Every line below that holds the string "pond" should be copied.
SUPPLIED RECORDS: Begin
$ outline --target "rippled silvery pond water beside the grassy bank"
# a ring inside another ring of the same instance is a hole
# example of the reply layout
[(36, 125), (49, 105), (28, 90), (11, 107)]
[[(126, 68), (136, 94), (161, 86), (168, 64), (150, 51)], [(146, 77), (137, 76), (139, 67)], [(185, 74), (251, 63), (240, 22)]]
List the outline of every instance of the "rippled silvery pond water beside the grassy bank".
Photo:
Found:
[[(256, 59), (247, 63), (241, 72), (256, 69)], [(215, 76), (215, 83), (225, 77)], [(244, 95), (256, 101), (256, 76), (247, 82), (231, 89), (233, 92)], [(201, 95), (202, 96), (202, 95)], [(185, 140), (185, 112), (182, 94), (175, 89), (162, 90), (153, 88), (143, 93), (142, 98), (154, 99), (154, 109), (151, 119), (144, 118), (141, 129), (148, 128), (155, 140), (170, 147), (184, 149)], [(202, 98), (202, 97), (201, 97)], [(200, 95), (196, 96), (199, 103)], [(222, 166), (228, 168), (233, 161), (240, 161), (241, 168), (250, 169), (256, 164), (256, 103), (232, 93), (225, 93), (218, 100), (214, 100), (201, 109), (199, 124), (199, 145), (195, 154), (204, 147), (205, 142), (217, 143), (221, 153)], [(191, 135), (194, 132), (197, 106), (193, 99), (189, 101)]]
SUPPLIED RECORDS: End
SUPPLIED RECORDS: Begin
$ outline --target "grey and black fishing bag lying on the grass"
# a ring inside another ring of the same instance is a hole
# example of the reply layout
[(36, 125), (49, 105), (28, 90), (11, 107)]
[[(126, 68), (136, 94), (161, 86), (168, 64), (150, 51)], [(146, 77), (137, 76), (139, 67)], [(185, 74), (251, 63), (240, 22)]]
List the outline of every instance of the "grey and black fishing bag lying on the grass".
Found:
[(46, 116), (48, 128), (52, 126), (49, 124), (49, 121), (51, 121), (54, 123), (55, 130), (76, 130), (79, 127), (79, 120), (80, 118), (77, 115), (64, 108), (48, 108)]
SUPPLIED RECORDS: End
▸ **RESULT OF THIS EXERCISE**:
$ outline --target "rippled silvery pond water beside the grassy bank"
List the outline of every instance of the "rippled silvery pond water beside the grassy bank".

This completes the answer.